WORK REQUIRED = In the data below, starting with the line containing "Annotation task — annotate the paved" and going on through the end of the data, write those lines out again with "road" swapped for "street" and everything else left as is.

EXERCISE MATERIAL =
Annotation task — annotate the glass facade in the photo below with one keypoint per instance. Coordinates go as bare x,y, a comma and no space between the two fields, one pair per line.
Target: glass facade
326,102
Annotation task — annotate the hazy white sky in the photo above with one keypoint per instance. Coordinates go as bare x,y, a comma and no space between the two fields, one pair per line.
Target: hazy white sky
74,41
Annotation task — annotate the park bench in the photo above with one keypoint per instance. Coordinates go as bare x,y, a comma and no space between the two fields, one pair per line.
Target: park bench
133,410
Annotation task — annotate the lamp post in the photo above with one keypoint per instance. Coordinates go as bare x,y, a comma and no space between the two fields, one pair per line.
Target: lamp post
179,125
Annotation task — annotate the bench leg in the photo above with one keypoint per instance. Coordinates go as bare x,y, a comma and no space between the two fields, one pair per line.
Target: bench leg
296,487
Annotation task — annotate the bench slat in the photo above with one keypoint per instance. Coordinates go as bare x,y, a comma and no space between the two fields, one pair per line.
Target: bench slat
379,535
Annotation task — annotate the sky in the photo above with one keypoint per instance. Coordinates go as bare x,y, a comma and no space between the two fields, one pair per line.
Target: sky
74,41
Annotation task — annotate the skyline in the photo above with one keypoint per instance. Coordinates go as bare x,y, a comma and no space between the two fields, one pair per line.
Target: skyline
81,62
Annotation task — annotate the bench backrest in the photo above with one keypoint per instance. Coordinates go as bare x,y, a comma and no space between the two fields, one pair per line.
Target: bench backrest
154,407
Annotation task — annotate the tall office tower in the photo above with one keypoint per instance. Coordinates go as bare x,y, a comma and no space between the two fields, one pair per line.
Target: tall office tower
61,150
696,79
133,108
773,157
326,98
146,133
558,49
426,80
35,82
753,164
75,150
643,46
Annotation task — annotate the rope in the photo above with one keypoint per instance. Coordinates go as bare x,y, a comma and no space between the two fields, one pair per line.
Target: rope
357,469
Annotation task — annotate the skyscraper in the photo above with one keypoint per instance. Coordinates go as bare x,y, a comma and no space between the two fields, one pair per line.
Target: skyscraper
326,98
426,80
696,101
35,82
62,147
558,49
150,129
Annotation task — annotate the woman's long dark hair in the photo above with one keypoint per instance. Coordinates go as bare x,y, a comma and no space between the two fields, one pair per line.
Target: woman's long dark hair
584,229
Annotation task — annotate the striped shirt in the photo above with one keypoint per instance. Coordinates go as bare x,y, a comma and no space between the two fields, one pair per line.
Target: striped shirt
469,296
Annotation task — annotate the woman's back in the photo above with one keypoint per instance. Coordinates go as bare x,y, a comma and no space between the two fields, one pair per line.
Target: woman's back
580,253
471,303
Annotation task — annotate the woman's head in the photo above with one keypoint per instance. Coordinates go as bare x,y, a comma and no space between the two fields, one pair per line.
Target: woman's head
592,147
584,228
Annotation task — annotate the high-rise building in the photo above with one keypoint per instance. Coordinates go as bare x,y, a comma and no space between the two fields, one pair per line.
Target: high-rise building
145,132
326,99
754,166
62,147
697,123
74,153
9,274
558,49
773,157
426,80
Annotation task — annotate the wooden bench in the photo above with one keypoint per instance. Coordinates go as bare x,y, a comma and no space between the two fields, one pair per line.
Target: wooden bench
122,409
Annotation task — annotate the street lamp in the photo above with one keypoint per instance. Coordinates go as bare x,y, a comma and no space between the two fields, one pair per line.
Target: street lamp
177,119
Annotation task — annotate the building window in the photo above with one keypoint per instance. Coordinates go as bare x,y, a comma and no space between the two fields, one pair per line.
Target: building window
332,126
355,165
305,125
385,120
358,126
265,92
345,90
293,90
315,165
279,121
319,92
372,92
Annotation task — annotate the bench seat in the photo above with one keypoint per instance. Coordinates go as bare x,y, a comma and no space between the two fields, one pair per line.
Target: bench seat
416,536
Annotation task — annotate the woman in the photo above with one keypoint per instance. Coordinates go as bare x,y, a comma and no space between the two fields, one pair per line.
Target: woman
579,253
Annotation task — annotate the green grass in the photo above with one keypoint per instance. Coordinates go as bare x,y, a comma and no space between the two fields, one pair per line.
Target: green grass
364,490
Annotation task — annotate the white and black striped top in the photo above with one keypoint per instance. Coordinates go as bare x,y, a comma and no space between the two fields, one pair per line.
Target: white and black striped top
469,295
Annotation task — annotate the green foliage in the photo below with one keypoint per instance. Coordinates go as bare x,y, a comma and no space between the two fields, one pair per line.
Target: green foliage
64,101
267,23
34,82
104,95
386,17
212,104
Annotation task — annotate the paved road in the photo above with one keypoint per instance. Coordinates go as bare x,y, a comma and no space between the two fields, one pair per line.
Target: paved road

SOLUTION TO THE PROBLEM =
Annotation task — annotate the paved street in the photo above with one keypoint per instance. Coordinates go as bare x,y, a comma and no space between the two fields, one pair per line.
Target: paved street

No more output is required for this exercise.